[Collected data]
───
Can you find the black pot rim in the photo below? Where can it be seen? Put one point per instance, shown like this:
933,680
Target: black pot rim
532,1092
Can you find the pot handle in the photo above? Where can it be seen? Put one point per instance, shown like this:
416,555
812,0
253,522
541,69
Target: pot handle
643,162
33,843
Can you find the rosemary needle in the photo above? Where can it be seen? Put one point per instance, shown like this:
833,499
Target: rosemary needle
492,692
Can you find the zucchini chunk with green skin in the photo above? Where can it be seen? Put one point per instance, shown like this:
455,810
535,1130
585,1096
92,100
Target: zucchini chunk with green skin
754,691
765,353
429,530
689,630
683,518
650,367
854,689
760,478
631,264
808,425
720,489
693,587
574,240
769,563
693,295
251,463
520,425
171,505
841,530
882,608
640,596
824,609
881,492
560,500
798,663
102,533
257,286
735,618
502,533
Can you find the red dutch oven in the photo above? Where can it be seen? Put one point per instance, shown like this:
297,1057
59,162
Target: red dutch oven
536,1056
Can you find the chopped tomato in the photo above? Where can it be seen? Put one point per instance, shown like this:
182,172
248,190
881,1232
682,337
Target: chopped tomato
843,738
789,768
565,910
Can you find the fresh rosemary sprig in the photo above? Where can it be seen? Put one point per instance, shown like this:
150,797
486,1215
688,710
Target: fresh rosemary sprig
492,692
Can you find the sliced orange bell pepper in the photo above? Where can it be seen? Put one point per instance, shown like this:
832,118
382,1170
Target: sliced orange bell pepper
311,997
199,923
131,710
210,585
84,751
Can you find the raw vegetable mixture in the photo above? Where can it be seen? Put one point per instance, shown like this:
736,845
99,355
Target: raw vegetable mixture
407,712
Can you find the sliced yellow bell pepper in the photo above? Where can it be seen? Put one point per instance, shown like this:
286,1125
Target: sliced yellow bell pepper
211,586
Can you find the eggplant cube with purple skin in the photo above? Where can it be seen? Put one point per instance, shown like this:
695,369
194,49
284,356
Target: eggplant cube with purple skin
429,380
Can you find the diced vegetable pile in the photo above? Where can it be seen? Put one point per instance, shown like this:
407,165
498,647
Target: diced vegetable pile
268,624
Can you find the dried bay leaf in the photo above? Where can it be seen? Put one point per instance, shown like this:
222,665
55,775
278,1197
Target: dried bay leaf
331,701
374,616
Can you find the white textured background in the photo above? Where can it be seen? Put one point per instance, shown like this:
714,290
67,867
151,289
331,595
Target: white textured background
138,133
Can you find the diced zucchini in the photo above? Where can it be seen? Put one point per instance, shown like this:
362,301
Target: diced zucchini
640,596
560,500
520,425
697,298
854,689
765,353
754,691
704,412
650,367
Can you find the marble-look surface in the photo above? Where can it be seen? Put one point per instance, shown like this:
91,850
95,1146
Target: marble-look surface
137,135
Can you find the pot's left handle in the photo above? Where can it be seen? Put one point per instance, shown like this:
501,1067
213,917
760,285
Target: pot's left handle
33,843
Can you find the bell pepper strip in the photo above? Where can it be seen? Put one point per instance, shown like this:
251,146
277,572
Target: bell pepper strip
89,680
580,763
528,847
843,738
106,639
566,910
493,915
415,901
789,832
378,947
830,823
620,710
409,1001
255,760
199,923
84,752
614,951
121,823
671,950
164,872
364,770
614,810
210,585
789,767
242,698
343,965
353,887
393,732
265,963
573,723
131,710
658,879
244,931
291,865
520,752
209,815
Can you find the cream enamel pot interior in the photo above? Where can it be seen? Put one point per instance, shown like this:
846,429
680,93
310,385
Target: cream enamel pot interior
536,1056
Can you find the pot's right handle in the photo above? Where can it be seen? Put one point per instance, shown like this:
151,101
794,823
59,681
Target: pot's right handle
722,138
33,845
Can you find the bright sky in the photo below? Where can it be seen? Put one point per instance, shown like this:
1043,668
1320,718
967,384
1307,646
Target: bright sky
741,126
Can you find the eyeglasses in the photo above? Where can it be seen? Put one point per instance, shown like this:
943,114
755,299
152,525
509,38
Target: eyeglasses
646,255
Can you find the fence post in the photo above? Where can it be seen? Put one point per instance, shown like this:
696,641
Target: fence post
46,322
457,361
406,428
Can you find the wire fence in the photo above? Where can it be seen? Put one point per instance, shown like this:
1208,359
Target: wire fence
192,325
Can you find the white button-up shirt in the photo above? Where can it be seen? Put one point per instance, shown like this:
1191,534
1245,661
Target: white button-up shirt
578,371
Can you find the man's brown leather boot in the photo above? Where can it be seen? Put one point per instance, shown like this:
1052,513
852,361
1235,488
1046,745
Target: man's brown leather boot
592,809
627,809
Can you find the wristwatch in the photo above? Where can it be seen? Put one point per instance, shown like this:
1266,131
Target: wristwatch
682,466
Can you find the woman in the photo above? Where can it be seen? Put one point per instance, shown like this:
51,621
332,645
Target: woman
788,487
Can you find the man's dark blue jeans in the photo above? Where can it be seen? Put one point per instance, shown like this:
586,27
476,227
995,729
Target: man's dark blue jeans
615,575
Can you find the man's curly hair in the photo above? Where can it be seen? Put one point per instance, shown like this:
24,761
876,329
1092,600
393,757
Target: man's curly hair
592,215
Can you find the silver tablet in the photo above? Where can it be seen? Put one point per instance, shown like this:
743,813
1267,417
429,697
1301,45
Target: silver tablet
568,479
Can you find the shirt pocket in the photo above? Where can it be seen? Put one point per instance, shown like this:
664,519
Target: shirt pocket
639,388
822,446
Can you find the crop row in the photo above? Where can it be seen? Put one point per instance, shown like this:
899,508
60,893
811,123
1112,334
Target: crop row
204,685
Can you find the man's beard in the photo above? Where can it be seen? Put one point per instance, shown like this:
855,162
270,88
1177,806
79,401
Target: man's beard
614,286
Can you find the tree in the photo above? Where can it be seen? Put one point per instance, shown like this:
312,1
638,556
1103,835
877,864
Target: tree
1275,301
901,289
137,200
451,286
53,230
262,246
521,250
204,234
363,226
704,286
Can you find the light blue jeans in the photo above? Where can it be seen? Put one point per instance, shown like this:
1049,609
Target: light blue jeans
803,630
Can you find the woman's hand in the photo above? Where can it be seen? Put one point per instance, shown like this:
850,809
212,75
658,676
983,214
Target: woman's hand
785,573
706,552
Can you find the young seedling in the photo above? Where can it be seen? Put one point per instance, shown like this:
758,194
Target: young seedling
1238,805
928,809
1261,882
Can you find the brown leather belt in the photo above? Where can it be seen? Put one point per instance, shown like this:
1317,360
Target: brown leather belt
───
_Description of the task_
Return all the lines above exactly as given.

_Exercise solution_
Can you find the black pot rim in the photo below? Where can it be seen? Put one point per instance, shown like this:
933,680
Target: black pot rim
532,1092
Can you find the pot handle in the photo above? Where can it be seen? Put one point per instance, shown like this:
416,555
812,0
253,522
541,69
Target: pot handle
643,162
33,843
Can you find the rosemary needle in the photo above? Where can it be seen? Put one point per instance, shown like this:
833,499
Target: rosemary needle
492,692
Can you find the zucchini chunk with green skin in the photo above? Where can it be seen? Put one point per instance, shown like this:
455,810
535,1130
585,1096
92,100
Target: zucchini chunk with green skin
754,691
765,353
429,530
689,630
683,518
650,367
854,689
760,478
631,264
808,425
720,489
693,587
574,240
769,563
693,295
251,463
520,425
171,505
841,530
882,608
640,596
824,609
881,492
560,500
798,663
102,533
257,286
735,618
502,533
Can you find the red dutch oven in the photo above? Where can it be seen? Put one point per instance, shown like this:
297,1057
59,162
Target: red dutch oven
536,1056
Can you find the chopped tomato in the photo above? Where can it be seen? Put one point per instance, shown like this:
182,172
248,190
881,1232
682,337
Target: chopped tomato
843,738
789,768
565,910
Can you find the fresh rosemary sprig in the photo above? Where can it be seen? Put one point per instance, shown like this:
150,797
486,1215
688,710
Target: fresh rosemary sprig
492,692
Can you find the sliced orange bell pepper in the photo above? Where can it be seen? Put one point per instance, shown like this:
832,118
382,1170
Target: sliced orange bell pepper
311,997
199,923
131,710
210,585
84,751
Can you find the raw vegetable mixture in the photo above? Where can it be seen? Put one point per instance, shown like this:
736,845
99,355
Target: raw vegetable mixture
407,712
Can you find the sliced yellow bell pepper in the photo above? Where can it be seen? Put one point per instance, shown like this:
286,1125
Target: sliced yellow bell pepper
211,586
Can you find the eggplant cube with purple skin in the photo above? Where can it be seen? Put one point per instance, shown like this:
695,369
194,49
284,356
Target: eggplant cube with purple skin
429,380
Can you find the diced vegetable pile in the photo above? Where can it be seen? Put one point per instance, shown like this:
407,165
498,647
Target: diced vegetable pile
268,624
Can you find the dried bay leaf in the photo above? Where can it be seen? Put one point per instance, shown like this:
222,665
55,775
278,1197
Target: dried bay leaf
331,701
374,616
Can you find the white textured background in the photo above? Where can it be seen? Put one point per instance, shown like this:
714,290
67,867
151,289
331,595
Target: white textured background
138,133
Can you find the diced zucchini in the photo above? Where can it be seen? Put one point per instance, shown like this:
362,301
Target: diced zucchini
640,596
560,500
520,425
697,298
854,689
765,353
754,691
704,412
650,367
Can you find the marble-look surface in the photo above? Where can it be seen? Put one point per instance, shown like this:
91,850
95,1146
Target: marble-look surface
137,135
Can you find the pot's left handle in the photo above? Where can it be seen? Put one point per instance, shown like this:
501,1067
213,917
760,285
Target: pot's left handle
33,843
Can you find the bell pepper strip in the photo above? Where can it be seen? Put one point per instance, shown like this:
251,146
277,572
Target: bell pepper strip
89,680
580,763
528,847
843,738
106,639
566,910
493,915
415,901
789,832
378,947
830,823
620,710
409,1001
255,760
199,923
84,752
614,951
121,823
671,950
164,872
364,770
614,810
210,585
789,767
242,698
343,965
353,887
393,732
265,963
573,723
131,710
658,879
244,931
291,865
520,752
209,815
Can you find the cream enamel pot interior in the photo above? Where can it be seen? Put one point per instance, shown like this:
846,429
680,93
310,385
Target: cream enamel pot interior
536,1056
Can you find the pot's right handle in the photo above? Where can it be seen? Put one point per instance, shown like this:
151,101
794,823
59,681
Target: pot's right handle
722,138
33,845
Can you find the bright sky in the photo below? Where can it be seen? Put one point per instance, shown like this:
1043,668
1320,718
967,384
1307,646
Target: bright sky
741,126
Can you find the eyeglasses in the photo above? Where can it be seen? Put one point per instance, shown like this:
943,114
755,299
152,525
509,38
Target: eyeglasses
646,255
Can you find the fence post in the photo above? Where can it be seen? Put one point per instance, shown like this:
696,641
Target: fence post
46,322
457,361
406,428
Can you find the wire fence in the photo above? Where can it be seen? Put one point per instance, shown like this:
1208,359
Target: wire fence
192,325
Can you find the white button-up shirt in the photo above? Where can it be seen? Put one point per instance, shown like this:
1191,534
1245,661
Target: white button-up shirt
578,371
Can you find the man's brown leather boot in the photo above? Where can it be seen? Put one point per instance, shown like this:
1052,513
852,361
1235,488
1046,745
Target: man's brown leather boot
592,809
627,809
Can you find the wristwatch in the photo above? Where can it be seen? Put one point per instance, shown like this:
1266,131
Target: wristwatch
682,466
Can you find the woman in the photo above? Where can it be seen? Put one point per instance, shown like this:
51,621
332,645
Target: woman
788,487
Can you find the man's dark blue jeans in the photo above? Where can it be seen? Put one point per instance, shown like this:
586,27
476,227
995,729
Target: man's dark blue jeans
615,575
Can you find the man's curly hair in the photo above? Where can it be seen? Put one point per instance, shown like this:
24,761
876,329
1092,600
393,757
Target: man's curly hair
592,215
Can you find the silver tablet in the photo above? Where can it be seen? Put one point per instance, shown like this:
743,813
1267,417
429,697
1301,45
Target: silver tablet
568,479
Can you find the shirt pocket in the photo above? Where can it be seen? Put one point per instance, shown like this:
664,519
Target: shirt pocket
639,388
822,446
Can you find the crop row in the photo above? Where can it be seen? Put one point per instance, shown like this:
899,508
60,893
811,123
1112,334
Target: crop row
204,685
Can you find the man's beard in the photo above? Where can it be seen? Put one point per instance, shown like this:
855,162
270,88
1177,806
79,401
Target: man's beard
614,286
Can you find the tree in the photo above? Where can it be seen? Put one point per instance, shown like this:
312,1
638,556
1103,835
877,864
Target: tree
1275,301
901,289
137,200
451,286
53,230
262,246
521,250
204,234
363,226
704,286
Can you find the light blue jeans in the photo above? Where can it be seen? Put one point per instance, shown like this:
1049,609
Target: light blue jeans
803,630
Can you find the woman's hand in the photo above? Where can it be seen? Put one point per instance, shown like this:
850,809
212,75
658,676
983,214
Target: woman's hand
785,573
706,552
Can you find the young seedling in the photo above? Where can it be seen? Put one point per instance, shown like this:
758,194
Target: young seedling
1238,805
928,809
1261,882
Can you find the brown leather belt in the photo above? Where can it be seen? Put one point per instance, shown like this:
1317,360
Target: brown leather belt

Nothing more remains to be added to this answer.